To be done — Print every line of the data below verbatim, changing nothing.

Entries —
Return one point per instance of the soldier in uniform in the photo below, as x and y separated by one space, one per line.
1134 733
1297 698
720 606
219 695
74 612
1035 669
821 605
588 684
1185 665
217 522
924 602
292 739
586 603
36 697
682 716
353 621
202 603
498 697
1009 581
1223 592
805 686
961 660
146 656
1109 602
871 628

Solution —
Return one point per instance of the soldier in uniform in the photo below, as x and y separated by one space, one per line.
1134 733
1297 698
720 606
219 695
74 612
1035 669
821 605
588 684
1185 665
217 522
924 602
292 739
586 603
36 697
682 716
353 621
202 603
498 697
1009 581
1223 592
805 686
961 660
146 656
1109 602
871 628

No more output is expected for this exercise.